**WORK ORDER:** This exercise calls for copying every line below that holds the word "shown".

RECORDS TO USE Start Marker

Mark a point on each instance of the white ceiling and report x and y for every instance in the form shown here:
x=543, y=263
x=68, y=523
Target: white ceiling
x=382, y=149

RECORDS TO USE End Marker
RECORDS TO USE Start Marker

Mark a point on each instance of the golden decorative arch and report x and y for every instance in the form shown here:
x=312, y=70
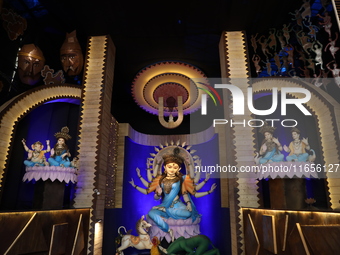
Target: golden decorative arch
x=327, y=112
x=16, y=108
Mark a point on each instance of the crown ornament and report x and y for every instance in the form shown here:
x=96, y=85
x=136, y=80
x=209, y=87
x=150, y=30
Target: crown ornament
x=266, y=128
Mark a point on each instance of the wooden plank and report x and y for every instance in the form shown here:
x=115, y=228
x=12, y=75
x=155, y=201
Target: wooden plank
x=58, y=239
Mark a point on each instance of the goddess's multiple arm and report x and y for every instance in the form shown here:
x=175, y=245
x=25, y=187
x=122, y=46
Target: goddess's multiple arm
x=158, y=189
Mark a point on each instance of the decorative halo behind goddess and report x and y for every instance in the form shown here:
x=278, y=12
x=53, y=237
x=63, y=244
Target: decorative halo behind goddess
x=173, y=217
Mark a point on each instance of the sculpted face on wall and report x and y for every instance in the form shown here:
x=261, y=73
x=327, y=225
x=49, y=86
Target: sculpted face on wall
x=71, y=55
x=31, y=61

RECORDS TO USE End Marker
RECORDS TO USE Start Marker

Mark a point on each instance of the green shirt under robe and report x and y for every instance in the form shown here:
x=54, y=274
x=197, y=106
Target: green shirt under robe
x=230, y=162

RECORDS TO USE End Marker

**REPLY TO THE EXERCISE:**
Mark a point on each instance of the white ceiling and report x and y for every instance in the form shown here:
Mark a point on each instance of the golden decorative arch and report x and y for every instance in the form shown here:
Mark a point on each instance of the crown ornament and report x and y for every instance in the form shown here:
Mark a point on each instance of the wooden plank and report x and y for every instance in the form shown here:
Mark a point on each instance of the goddess's multiple arm and report x and y for every instance in the form shown here:
Mark a point on each instance of the decorative halo behind goddess and report x and y for every instance in the form shown here:
Mark a point on each instance of the sculpted face on wall and report x and y for every instance in the form shown here:
Mark a point on each instance of the green shirt under robe and report x and y for every instance in the form shown here:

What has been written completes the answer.